Passage to read:
□ □ □ □ □
A NASCAR fan was bullied for being LGBTQ+ ally. Then he designed Jimmie Johnson's car.

Noah Sweet remembers getting in the car and feeling like he needed to drive away, to suppress his racing thoughts, but he doesn't remember exactly where he went the evening of Sept. 2. Those hours are a blur.

He was later told by his mother, Becky Southwell, that his credit card transactions showed him stopping at a KFC, then at a gas station for coffee. At one point, he made it to Grass Lake, a spot familiar to him and close to Southwell's home in southeast Michigan. Police officers determined Sweet had driven back-and-forth on I-94, using cell towers to track his phone, which he turned off.

Had it been on, it would have been ringing nonstop. Calls and texts from his family members, friends and numbers he didn't recognize, but Sweet wasn't checking his messages after posting an ominous tweet that read, "I'm doing everyone a favor. No one will miss me years from now."

"I got to a point where I just wanted to be gone," Sweet, 19, told The Observer. "I just wanted to disappear. Not necessarily attempt suicide, but I just wanted to remove myself away from everything."

The tweet quickly spread throughout the NASCAR community as Sweet's followers tried to track down someone who was in touch with the budding graphic designer known as "Lefty."
□ □ □ □ □
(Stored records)

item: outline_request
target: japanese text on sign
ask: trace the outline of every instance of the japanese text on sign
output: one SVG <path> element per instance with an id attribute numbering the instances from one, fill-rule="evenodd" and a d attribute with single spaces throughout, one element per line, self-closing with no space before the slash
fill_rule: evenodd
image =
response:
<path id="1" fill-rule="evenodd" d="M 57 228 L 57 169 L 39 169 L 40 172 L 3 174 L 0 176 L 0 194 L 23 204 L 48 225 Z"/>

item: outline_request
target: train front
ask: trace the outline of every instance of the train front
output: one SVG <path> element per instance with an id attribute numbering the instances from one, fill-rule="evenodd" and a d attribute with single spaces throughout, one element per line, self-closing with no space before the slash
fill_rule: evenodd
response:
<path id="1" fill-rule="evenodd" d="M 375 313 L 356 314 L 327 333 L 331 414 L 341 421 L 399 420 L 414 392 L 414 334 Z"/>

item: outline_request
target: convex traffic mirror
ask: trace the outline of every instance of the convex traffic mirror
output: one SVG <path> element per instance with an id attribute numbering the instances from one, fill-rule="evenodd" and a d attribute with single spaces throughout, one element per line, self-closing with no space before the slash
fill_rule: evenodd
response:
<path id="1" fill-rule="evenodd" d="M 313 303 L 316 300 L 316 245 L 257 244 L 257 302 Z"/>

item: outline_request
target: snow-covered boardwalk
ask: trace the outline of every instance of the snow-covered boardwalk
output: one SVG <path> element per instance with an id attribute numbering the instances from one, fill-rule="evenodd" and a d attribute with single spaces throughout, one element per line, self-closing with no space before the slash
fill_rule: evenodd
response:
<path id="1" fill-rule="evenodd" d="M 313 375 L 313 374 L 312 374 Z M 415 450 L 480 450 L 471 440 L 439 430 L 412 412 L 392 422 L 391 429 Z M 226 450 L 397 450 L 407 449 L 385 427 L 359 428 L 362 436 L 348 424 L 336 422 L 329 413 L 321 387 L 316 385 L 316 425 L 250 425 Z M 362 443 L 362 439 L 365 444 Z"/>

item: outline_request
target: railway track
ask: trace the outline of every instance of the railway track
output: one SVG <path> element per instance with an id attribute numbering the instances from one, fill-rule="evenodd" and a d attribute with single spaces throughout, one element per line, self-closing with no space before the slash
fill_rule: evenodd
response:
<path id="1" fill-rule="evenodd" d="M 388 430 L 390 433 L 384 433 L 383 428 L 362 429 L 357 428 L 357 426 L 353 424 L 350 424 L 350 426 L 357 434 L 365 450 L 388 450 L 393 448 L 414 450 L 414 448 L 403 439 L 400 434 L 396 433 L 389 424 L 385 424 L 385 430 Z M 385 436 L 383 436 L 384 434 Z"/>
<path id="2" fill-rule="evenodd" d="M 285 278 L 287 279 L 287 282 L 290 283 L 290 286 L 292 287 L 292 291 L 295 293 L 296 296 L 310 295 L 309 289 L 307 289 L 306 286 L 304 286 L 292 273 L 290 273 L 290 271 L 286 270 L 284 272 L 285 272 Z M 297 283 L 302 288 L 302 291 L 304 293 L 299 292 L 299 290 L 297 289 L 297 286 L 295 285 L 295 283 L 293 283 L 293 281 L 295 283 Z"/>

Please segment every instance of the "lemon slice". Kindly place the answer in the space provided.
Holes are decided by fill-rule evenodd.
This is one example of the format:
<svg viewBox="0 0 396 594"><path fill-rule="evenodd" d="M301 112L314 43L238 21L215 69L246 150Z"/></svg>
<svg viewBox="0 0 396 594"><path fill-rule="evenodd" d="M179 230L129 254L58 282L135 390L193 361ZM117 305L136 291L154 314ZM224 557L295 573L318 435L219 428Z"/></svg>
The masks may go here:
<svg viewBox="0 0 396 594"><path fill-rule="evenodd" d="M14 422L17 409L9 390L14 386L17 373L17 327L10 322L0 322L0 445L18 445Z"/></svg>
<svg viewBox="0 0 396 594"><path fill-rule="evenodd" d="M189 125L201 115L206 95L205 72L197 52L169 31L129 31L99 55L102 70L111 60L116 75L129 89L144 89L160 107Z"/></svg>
□ □ □ □ □
What to work on:
- 1) Write out the part of the NASCAR fan article starting with "He was later" and going on through "he turned off.".
- 2) Pick out each line of the listing that contains the string "every", treating uppercase and lowercase letters as different.

The answers:
- 1)
He was later told by his mother, Becky Southwell, that his credit card transactions showed him stopping at a KFC, then at a gas station for coffee. At one point, he made it to Grass Lake, a spot familiar to him and close to Southwell's home in southeast Michigan. Police officers determined Sweet had driven back-and-forth on I-94, using cell towers to track his phone, which he turned off.

- 2)
ask: trace the outline of every instance of the japanese text on sign
ask: trace the outline of every instance of the train front
ask: trace the outline of every instance of the convex traffic mirror
ask: trace the outline of every instance of the snow-covered boardwalk
ask: trace the outline of every instance of the railway track
Please segment every instance of the "lemon slice". Kindly place the answer in the space provided.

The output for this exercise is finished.